▶ _MATERIAL FOR THIS EXERCISE_:
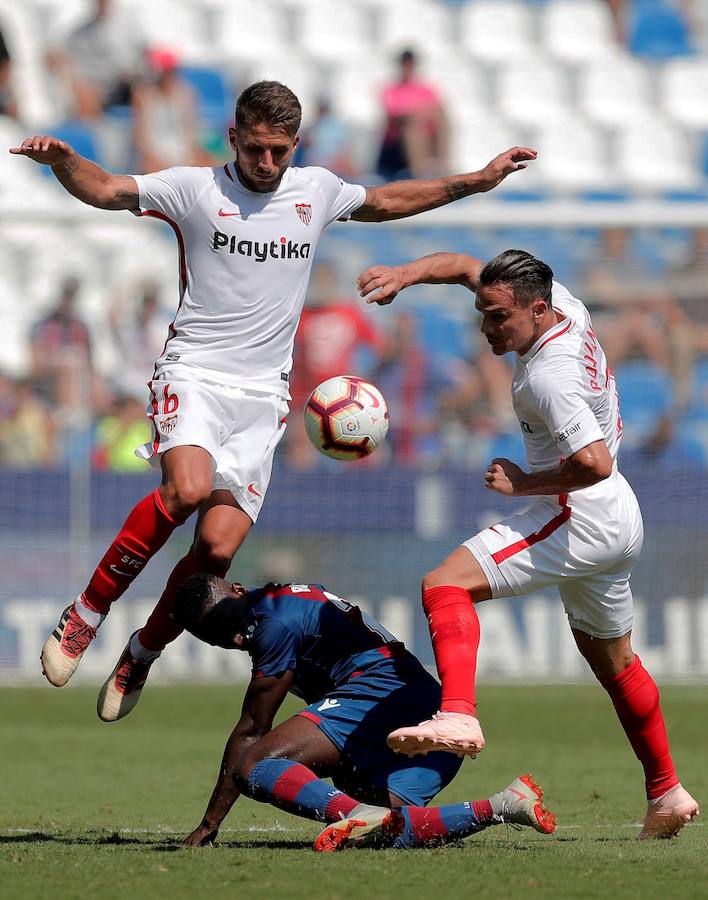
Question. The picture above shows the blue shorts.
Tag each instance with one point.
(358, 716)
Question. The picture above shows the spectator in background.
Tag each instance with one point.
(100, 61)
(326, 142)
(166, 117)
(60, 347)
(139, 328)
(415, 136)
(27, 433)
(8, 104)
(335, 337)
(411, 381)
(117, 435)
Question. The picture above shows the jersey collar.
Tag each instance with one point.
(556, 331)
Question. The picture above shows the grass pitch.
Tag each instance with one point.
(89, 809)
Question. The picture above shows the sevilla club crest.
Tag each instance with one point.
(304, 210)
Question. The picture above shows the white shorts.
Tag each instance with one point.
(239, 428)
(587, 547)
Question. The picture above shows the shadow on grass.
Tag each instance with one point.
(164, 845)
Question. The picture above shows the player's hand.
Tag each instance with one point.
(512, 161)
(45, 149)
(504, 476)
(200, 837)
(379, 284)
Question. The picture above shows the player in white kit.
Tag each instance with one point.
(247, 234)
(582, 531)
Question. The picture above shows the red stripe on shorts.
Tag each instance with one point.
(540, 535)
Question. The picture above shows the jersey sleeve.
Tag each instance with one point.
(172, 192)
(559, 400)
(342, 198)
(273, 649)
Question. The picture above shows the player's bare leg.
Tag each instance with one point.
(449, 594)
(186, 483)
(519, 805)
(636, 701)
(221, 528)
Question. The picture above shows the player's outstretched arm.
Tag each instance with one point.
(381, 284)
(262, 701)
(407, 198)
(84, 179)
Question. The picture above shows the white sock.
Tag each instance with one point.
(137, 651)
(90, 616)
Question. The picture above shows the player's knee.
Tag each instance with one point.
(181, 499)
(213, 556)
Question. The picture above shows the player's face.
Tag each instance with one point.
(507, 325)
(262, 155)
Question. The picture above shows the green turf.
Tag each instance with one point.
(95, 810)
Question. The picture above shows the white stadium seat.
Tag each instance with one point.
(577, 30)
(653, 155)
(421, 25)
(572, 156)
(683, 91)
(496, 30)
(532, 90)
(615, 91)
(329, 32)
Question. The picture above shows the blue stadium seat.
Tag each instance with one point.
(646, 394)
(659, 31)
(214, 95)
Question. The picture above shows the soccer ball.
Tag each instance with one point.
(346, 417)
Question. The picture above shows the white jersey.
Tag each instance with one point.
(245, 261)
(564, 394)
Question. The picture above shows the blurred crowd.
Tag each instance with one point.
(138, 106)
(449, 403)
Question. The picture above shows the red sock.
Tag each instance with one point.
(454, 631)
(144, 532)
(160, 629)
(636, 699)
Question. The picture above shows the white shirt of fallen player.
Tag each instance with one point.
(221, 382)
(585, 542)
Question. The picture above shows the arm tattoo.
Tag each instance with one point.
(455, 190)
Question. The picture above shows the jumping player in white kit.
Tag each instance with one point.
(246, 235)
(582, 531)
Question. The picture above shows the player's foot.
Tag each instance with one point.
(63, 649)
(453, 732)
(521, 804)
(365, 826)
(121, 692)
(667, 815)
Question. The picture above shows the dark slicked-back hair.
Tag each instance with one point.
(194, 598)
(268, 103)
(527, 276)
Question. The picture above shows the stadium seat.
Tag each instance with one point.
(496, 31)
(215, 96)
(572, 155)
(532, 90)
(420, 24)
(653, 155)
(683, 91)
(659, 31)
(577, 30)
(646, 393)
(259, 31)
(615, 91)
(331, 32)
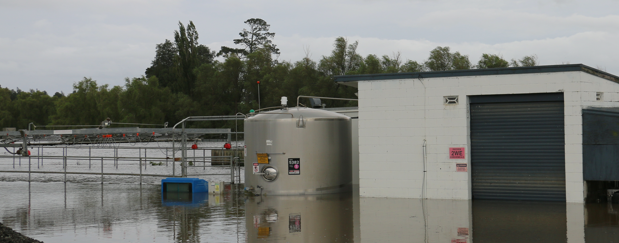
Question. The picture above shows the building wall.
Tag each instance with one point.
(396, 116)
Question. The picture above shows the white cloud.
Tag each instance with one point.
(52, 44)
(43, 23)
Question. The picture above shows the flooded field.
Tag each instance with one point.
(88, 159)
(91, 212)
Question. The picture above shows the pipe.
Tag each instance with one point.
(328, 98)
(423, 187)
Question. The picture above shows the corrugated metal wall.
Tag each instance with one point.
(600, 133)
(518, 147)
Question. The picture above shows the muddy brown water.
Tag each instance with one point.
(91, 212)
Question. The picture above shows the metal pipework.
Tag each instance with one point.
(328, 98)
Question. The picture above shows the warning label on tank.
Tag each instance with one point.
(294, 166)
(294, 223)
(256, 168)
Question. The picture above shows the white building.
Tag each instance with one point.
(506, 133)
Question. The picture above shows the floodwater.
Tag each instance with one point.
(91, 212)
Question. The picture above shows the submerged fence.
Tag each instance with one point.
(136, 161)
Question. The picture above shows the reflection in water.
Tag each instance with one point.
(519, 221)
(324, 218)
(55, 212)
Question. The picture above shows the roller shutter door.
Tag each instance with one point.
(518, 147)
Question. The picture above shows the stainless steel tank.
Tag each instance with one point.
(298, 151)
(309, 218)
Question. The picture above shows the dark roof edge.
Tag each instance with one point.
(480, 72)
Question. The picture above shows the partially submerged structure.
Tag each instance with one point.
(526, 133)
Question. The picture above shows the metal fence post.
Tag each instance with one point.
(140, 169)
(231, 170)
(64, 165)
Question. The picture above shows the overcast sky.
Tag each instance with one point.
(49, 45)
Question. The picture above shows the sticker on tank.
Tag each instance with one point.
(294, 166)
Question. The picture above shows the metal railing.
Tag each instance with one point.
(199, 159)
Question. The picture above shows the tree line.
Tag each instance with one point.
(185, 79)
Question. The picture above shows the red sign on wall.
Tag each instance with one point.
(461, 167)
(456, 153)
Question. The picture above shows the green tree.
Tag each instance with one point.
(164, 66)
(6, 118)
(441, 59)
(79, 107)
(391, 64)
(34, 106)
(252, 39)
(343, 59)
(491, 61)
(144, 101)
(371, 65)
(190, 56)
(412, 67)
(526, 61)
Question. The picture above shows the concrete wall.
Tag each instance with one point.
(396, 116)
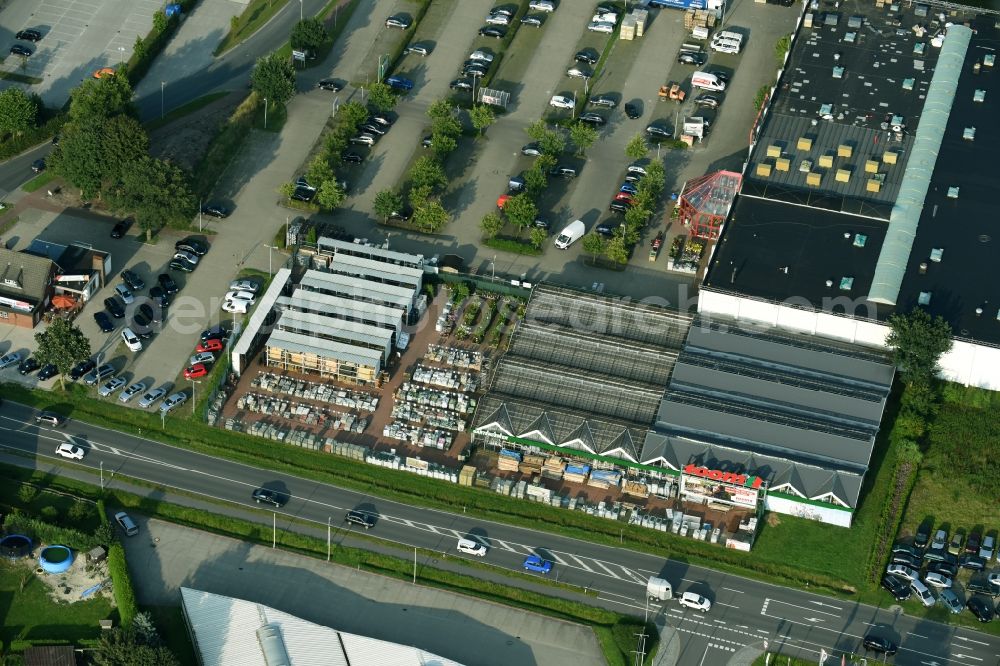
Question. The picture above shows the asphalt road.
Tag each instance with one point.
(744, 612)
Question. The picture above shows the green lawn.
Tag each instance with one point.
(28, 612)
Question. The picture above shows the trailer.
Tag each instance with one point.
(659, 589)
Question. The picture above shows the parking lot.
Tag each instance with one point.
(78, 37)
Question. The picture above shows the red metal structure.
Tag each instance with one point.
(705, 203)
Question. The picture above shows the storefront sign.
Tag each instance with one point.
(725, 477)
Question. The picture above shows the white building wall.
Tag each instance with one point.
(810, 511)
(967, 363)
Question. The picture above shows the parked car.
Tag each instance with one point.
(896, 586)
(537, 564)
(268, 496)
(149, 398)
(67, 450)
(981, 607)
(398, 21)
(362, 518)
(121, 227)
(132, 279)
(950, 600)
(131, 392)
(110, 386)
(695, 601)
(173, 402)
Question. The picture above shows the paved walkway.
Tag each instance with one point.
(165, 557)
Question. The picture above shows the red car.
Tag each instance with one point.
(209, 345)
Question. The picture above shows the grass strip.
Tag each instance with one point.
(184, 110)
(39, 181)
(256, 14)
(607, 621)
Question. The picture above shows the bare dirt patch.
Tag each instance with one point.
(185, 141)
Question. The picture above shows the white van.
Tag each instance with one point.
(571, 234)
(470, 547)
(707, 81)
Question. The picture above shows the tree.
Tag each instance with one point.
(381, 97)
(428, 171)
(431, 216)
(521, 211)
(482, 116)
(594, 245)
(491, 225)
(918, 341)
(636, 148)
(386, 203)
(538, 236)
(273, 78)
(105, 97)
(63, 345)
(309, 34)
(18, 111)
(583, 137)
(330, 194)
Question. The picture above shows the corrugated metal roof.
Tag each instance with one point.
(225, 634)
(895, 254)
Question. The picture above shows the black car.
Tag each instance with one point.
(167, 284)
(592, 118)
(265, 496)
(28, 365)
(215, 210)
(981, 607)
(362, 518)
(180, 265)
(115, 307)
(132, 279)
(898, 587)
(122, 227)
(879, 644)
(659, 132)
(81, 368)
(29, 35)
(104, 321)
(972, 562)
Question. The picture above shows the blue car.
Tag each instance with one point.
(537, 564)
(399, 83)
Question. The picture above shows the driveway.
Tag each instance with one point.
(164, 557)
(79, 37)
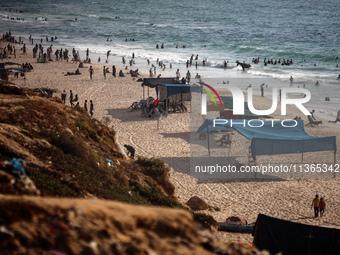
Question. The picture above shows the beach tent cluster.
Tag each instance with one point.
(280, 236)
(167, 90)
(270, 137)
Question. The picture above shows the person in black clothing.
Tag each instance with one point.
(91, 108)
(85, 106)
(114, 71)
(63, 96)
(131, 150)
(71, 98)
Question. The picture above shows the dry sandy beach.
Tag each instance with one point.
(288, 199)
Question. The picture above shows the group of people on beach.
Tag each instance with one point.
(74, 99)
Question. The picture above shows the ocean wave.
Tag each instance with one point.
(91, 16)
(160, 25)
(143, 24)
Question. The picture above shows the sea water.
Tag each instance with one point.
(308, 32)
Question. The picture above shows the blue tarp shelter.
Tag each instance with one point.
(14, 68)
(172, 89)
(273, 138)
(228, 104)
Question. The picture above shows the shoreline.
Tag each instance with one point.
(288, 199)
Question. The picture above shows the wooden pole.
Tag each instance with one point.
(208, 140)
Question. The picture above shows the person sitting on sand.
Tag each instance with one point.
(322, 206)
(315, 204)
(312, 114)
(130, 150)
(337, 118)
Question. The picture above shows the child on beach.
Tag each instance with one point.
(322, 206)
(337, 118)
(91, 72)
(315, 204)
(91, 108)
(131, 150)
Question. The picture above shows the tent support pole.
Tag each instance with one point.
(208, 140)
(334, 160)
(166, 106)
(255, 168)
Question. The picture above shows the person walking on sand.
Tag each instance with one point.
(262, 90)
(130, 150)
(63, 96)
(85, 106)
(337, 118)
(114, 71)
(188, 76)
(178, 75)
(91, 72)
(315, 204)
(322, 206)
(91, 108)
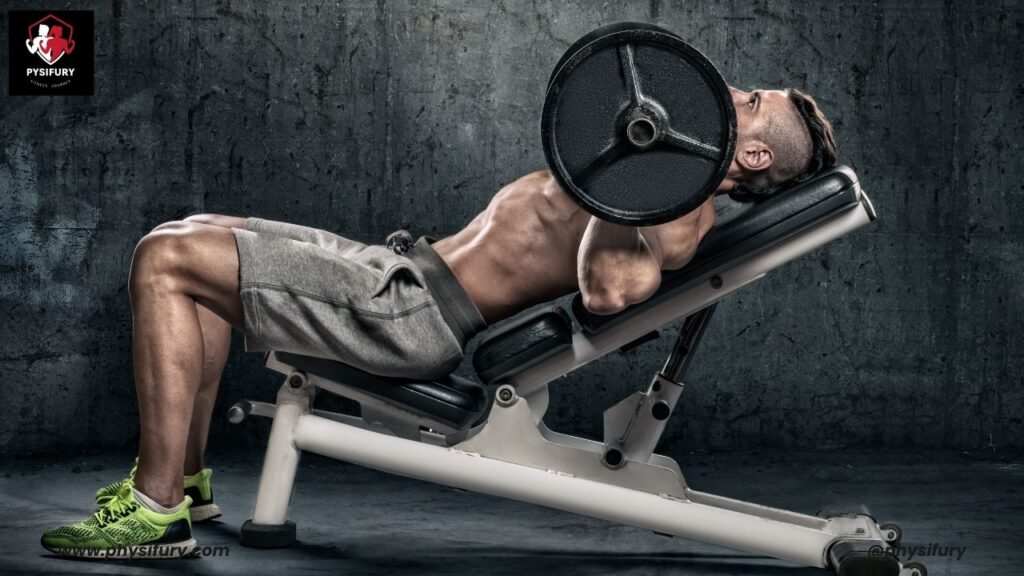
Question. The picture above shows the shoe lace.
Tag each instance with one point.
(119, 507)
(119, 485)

▶ _TASK BRIEF_: Take the line containing "Question. The picture above shows the black" and every line after it up to the end of the data, and write them out exactly, without the pictures.

▶ _FINISHED EXERCISE_:
Question. The picture above shows the black car.
Tag each instance with one point.
(167, 284)
(592, 118)
(265, 496)
(28, 365)
(215, 210)
(981, 607)
(362, 518)
(180, 265)
(115, 307)
(132, 279)
(898, 587)
(122, 227)
(879, 644)
(659, 132)
(81, 368)
(29, 35)
(104, 321)
(972, 562)
Question. The picture above shows the blue car.
Tag each instance with one point.
(537, 564)
(399, 83)
Question. The picture above shows the driveway.
Tag each instance with one point.
(164, 557)
(79, 37)
Question. The picture above shows the beach tent cluster.
Tag each instance with one point.
(280, 236)
(167, 90)
(270, 137)
Question. The picture above shows the person in black clothing.
Tag each instance with one point.
(91, 108)
(85, 106)
(114, 71)
(63, 96)
(131, 150)
(71, 98)
Question. The picture above shows the dry sandy beach.
Tag each instance with one point.
(288, 199)
Question. The picture above shows the group of people on beach.
Tag each instance with one point.
(74, 99)
Question. The picture above shows the ocean wave.
Tag each instance with one point.
(91, 16)
(160, 25)
(143, 24)
Question. The picture above shows the sea water.
Tag each instance with one point.
(308, 32)
Question. The picture above shows the blue tarp shelter.
Tag each instance with one point.
(14, 68)
(172, 89)
(273, 138)
(228, 104)
Question. The picture above shows the shoreline.
Tag each instance with one point.
(288, 199)
Question. The picture above shows the wooden pole.
Tag each instance with one point.
(208, 140)
Question. The picture above shows the person sitting on sand.
Tag each instance with one point.
(322, 206)
(315, 204)
(312, 114)
(130, 150)
(337, 118)
Question. The picture above shows the child on beach.
Tag each instance with one point.
(322, 206)
(337, 118)
(91, 72)
(315, 204)
(91, 108)
(131, 150)
Question. The picture above shows the tent support pole.
Tag each instance with one point.
(208, 140)
(334, 160)
(166, 106)
(255, 168)
Question. The picture above shows the person walking on sand.
Tag each instance with one point.
(262, 90)
(130, 150)
(63, 96)
(85, 106)
(337, 118)
(114, 71)
(188, 76)
(178, 75)
(91, 72)
(315, 204)
(322, 206)
(91, 108)
Question. The picture above shows the shoe lace.
Tag each instance with one point.
(119, 507)
(119, 485)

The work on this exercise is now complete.